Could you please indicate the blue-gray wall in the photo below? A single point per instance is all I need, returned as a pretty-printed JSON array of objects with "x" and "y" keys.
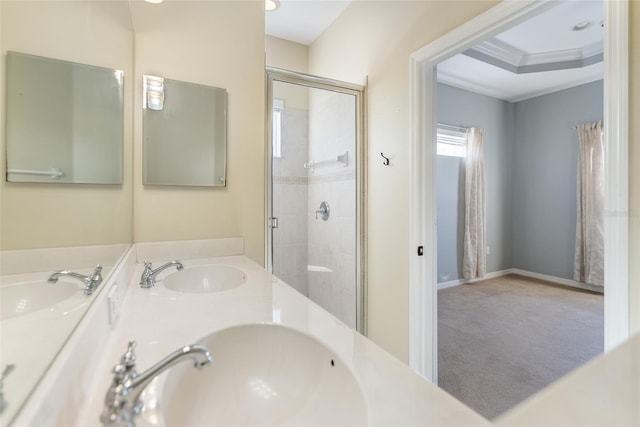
[
  {"x": 530, "y": 162},
  {"x": 496, "y": 118},
  {"x": 545, "y": 157}
]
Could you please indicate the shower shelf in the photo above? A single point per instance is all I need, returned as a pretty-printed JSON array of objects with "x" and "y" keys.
[{"x": 342, "y": 158}]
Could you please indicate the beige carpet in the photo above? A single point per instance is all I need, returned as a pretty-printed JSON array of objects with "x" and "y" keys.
[{"x": 502, "y": 340}]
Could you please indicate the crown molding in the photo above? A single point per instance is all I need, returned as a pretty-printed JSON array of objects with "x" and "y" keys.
[{"x": 501, "y": 54}]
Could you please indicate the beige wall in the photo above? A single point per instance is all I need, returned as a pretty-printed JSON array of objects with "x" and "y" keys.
[
  {"x": 215, "y": 43},
  {"x": 219, "y": 44},
  {"x": 634, "y": 163},
  {"x": 379, "y": 47},
  {"x": 50, "y": 215},
  {"x": 286, "y": 54}
]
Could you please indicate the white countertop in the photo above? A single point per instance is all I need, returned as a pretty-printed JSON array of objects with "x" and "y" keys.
[
  {"x": 162, "y": 320},
  {"x": 604, "y": 392}
]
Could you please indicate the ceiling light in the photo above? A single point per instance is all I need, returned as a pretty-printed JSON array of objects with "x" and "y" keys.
[
  {"x": 271, "y": 5},
  {"x": 581, "y": 25}
]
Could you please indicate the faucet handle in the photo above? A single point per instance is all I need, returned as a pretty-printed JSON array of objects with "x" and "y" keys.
[{"x": 129, "y": 357}]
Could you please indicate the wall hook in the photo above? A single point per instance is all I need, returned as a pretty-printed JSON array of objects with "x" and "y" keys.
[{"x": 386, "y": 159}]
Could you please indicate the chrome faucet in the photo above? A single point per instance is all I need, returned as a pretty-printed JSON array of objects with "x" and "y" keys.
[
  {"x": 122, "y": 402},
  {"x": 148, "y": 278},
  {"x": 91, "y": 281}
]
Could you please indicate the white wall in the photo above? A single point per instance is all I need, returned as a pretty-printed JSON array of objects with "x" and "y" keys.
[
  {"x": 55, "y": 215},
  {"x": 219, "y": 44},
  {"x": 332, "y": 243}
]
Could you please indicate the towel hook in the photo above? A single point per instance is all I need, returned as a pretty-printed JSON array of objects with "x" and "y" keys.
[{"x": 386, "y": 159}]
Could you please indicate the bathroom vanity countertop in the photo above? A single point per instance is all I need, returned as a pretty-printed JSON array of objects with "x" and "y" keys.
[
  {"x": 162, "y": 320},
  {"x": 604, "y": 392}
]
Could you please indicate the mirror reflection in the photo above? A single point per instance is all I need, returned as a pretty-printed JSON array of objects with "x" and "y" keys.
[
  {"x": 65, "y": 121},
  {"x": 185, "y": 133},
  {"x": 47, "y": 228}
]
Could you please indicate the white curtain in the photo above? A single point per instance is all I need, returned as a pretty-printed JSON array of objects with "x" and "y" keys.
[
  {"x": 475, "y": 259},
  {"x": 589, "y": 258}
]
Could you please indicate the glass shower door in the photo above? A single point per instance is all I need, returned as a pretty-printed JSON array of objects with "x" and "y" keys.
[{"x": 314, "y": 203}]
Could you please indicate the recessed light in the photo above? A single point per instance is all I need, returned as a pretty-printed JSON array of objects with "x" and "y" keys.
[
  {"x": 581, "y": 25},
  {"x": 271, "y": 5}
]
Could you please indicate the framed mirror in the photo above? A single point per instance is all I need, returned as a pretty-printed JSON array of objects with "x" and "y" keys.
[
  {"x": 185, "y": 133},
  {"x": 65, "y": 121}
]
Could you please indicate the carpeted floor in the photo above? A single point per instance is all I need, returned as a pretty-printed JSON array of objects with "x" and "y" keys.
[{"x": 502, "y": 340}]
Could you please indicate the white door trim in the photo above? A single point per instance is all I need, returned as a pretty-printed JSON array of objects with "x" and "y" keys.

[YOUR OBJECTIVE]
An exact transcription of all the entries is required, without the pictures.

[RESPONSE TO THE TASK]
Could you please indicate the blue-gray wall in the photo below? A single point per instance is all I need, returned as a pretty-printed JSON array of objects with "x" and "y" keys.
[
  {"x": 530, "y": 162},
  {"x": 496, "y": 118},
  {"x": 545, "y": 157}
]
Could you please indicate the shower shelf in the photo above? A single point per instance is all I need, returned as a pretty-printed JSON array of objects with "x" and "y" keys.
[{"x": 342, "y": 158}]
Could you please indicate the beige carpet in the photo above? A single point per instance is all I need, returned as a pretty-printed JSON array of objects with "x" and "y" keys.
[{"x": 502, "y": 340}]
Could you please indicate the crown molding in the photo above? A single point per instance is all I need, returned as a pretty-printed JSON array of objects with "x" and "y" keys.
[{"x": 501, "y": 54}]
Could you please indicate the beige wall in the photo above? A single point per instance is all I need, returned as a pretty-printed JSON array of objects with "x" and "y" keys.
[
  {"x": 215, "y": 43},
  {"x": 219, "y": 44},
  {"x": 634, "y": 163},
  {"x": 379, "y": 47},
  {"x": 50, "y": 215},
  {"x": 286, "y": 54}
]
Could you please indicate the white countertop in the photo above? A single point per instance is all I need, returned as a pretty-printed JSON array of objects with "x" and "y" keys.
[
  {"x": 162, "y": 320},
  {"x": 604, "y": 392}
]
Could you please indicate the ceiling light in the photo above? A single point per instance is all I need, returned as a pretty-printed JSON array of objects with "x" and "y" keys.
[
  {"x": 271, "y": 5},
  {"x": 581, "y": 25}
]
Could you please indicate the faucet handle in the photo above? A single point per instance is all I need, returned as a pretty-printed JSON array of objects with "x" and "y" keys.
[{"x": 129, "y": 357}]
Could you please indicate the wall hook in the photo above? A single point per instance is all I need, returned as a pretty-printed JSON array of objects with "x" and "y" keys.
[{"x": 386, "y": 159}]
Could you please indicate the chrome faucet in the photo above? A single point per instance is all I need, returned as a pretty-printed JSON array of objects with "x" and "y" keys.
[
  {"x": 122, "y": 402},
  {"x": 148, "y": 278},
  {"x": 91, "y": 281}
]
Could you please indicate the white wall in the photo above? A single point per instance is all I need, returned as a pretty-printed JSON array of objects with "x" and "y" keys.
[
  {"x": 55, "y": 215},
  {"x": 219, "y": 44},
  {"x": 332, "y": 243}
]
Could you please indicate the towel hook in the photo above? A single point per instance is all I need, returned as a pretty-printed JSON array of objects with "x" and "y" keys.
[{"x": 386, "y": 159}]
Could you please indicate the bathroom vanity countertop in the photo above? A single point per instance is all I need, returned as a pretty-printed JSON array of objects with "x" and "y" keys.
[
  {"x": 162, "y": 320},
  {"x": 604, "y": 392}
]
Could you please indicate the mirror reflection in the photo above? A single point per instance is all I need, returned as a pretty-printed JSON array of objects with "x" and "y" keys.
[
  {"x": 65, "y": 121},
  {"x": 185, "y": 133},
  {"x": 47, "y": 228}
]
Could you please indicate the white curtain in the photo above? A single point per instance is all I need, returned as a pretty-printed JSON array of objects with "x" and "y" keys.
[
  {"x": 475, "y": 259},
  {"x": 589, "y": 258}
]
Could you please indicate the glass shower door in the photo above? A single point per instance is all I need, returned as a pretty-printed JSON array of objects with "x" and "y" keys.
[{"x": 314, "y": 203}]
Could you please indicate the recessed light in the photo above? A single point per instance is all I need, returned as a pretty-printed JSON array of objects with "x" and "y" keys.
[
  {"x": 581, "y": 25},
  {"x": 271, "y": 5}
]
Could you please indicate the framed mirror in the photo above? A single point per instance is all I need, returned as a pretty-printed JSON array of objects with "x" and "y" keys.
[
  {"x": 185, "y": 133},
  {"x": 65, "y": 121}
]
Could you please indicate the carpeted floor in the photo above? A single point per instance is all I need, returned as a pretty-printed JSON array of objects with "x" and "y" keys.
[{"x": 502, "y": 340}]
Could you please indicate the white door trim in the photo above? A single point per instance is all I need, returned as a pretty-printed JSON array of objects with "x" and "y" keys.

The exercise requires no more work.